Without leaving out a single line, copy the records exactly.

◇ ◇ ◇ ◇ ◇ ◇ ◇

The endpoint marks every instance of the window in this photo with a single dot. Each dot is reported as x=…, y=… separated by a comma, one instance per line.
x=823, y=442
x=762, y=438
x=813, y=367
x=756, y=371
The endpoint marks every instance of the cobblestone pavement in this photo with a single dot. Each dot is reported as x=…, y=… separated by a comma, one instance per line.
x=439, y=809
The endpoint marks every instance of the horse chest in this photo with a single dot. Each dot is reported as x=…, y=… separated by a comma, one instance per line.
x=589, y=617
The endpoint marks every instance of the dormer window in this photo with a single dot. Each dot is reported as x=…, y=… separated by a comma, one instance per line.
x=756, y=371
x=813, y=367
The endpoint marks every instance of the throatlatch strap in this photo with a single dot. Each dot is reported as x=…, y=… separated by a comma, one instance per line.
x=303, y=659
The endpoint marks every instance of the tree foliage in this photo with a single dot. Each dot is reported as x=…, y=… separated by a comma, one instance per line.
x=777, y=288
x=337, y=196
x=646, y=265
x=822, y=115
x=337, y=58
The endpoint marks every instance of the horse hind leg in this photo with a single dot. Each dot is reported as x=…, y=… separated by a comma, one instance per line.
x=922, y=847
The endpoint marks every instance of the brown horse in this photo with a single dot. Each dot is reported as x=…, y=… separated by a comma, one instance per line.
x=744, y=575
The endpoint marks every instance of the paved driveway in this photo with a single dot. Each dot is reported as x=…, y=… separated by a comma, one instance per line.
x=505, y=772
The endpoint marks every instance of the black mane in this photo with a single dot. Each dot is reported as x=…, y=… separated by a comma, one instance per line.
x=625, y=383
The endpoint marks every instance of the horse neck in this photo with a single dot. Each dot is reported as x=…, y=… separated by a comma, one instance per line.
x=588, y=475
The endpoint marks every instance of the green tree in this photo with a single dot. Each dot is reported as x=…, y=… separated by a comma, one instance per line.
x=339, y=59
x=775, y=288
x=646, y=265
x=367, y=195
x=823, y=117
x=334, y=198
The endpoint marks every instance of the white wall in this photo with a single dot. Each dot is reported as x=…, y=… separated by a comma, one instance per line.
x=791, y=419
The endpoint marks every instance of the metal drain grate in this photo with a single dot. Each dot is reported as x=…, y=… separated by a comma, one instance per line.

◇ ◇ ◇ ◇ ◇ ◇ ◇

» THE ANSWER
The endpoint marks every instance of the window in this photo with a single dot. Each dot is reported as x=…, y=… separated by a comma, one instance per line.
x=823, y=442
x=762, y=438
x=813, y=367
x=756, y=371
The endpoint marks every instance of the cobblestone pavement in this photo with a single dot. Each dot is reported as x=…, y=… separated by a comma, one instance per line.
x=439, y=809
The endpoint marks every instance of the horse chest in this photo with a single dot. Each dot is reported as x=…, y=… separated by a comma, one instance per line.
x=589, y=617
The endpoint marks every instance of the dormer window in this photo with a single dot. Each dot is reported as x=…, y=… separated by a comma, one instance per line.
x=756, y=371
x=813, y=367
The endpoint marks every instance of the throatlatch strap in this photo with a single dot. Each dot is reported as x=…, y=… separated by a comma, one instance per line.
x=303, y=659
The endpoint marks every instance of the tree foliage in this photo with a single dot. Each dot is reported as x=…, y=… separated by a comma, one instance per line.
x=777, y=288
x=337, y=196
x=646, y=265
x=822, y=115
x=337, y=58
The endpoint marks every instance of the horse hind leg in this photo with a single dot. Each dot is reported as x=…, y=… separated by a comma, one instance per line.
x=922, y=847
The endpoint marks every instance of the brown horse in this photo with a single dot. Each dot is reported as x=…, y=… separated by a comma, one instance per line.
x=744, y=575
The endpoint marks every instance of the paved driveway in this photo with a single dot. Each dot is reported as x=…, y=… separated by a comma, one instance per line.
x=505, y=772
The endpoint marks every instance of the black mane in this photo with a single dot. Each dot is reported as x=…, y=… separated by a comma, one instance per line.
x=625, y=383
The endpoint marks every instance of the horse neck in this photo with a single dot. Each dot is reported as x=…, y=… separated by a comma, one instance per line.
x=588, y=475
The endpoint marks every instance of the green tree in this photo with a single dot. Each dot is reported as x=…, y=… separated by a comma, one instance per line.
x=339, y=59
x=775, y=288
x=646, y=265
x=367, y=195
x=823, y=117
x=334, y=198
The endpoint marks every instance of the white wall in this photo with a single dot. Each dot is reported as x=…, y=… separated by a comma, one instance per line.
x=791, y=419
The endpoint marks every instance of the metal drain grate in this photo with a single dot. Each dot is reported as x=…, y=… separated by a comma, one instance per line.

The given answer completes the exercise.